─── SUPPLIED MATERIAL

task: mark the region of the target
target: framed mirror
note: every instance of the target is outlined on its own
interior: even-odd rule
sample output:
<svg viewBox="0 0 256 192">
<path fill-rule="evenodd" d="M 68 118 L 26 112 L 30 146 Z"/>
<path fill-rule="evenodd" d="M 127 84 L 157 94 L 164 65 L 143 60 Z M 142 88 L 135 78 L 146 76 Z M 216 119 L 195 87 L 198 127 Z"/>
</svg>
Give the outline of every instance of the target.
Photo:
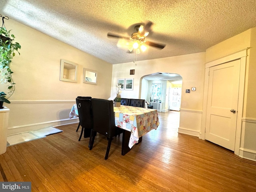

──────

Copy the items from the first line through the line containing "68 118 L 26", inclusive, reproducing each line without any change.

SOLUTION —
task: mark the region of the target
target: framed mirror
note: every instance of the target is outlined on its own
interior: even-odd rule
sample output:
<svg viewBox="0 0 256 192">
<path fill-rule="evenodd" d="M 68 118 L 26 112 L 30 146 Z"/>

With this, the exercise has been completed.